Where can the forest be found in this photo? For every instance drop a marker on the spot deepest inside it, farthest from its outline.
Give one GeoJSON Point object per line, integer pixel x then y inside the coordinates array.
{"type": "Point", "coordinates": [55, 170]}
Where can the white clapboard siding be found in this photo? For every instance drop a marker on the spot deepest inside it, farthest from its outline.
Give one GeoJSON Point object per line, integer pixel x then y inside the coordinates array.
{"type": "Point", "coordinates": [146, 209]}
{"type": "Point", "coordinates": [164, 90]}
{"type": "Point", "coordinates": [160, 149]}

====

■ **Exercise instructions**:
Reproduce all of the records above, substituting "pin" for each occurrence of "marker" and leaving everything else unchanged.

■ **Task output**:
Where can the forest be found in this photo? For every instance drop a pin on the spot deepest inside it, farthest from its outline.
Give one GeoJSON Point object per line, integer pixel x then y inside the coordinates array.
{"type": "Point", "coordinates": [55, 170]}
Where can the white clapboard siding be found in this photo? For every instance drop a pin on the spot deepest inside it, farthest from its outline.
Give one GeoJSON Point object per line, integer pixel x then y inside the coordinates array.
{"type": "Point", "coordinates": [146, 209]}
{"type": "Point", "coordinates": [164, 90]}
{"type": "Point", "coordinates": [160, 149]}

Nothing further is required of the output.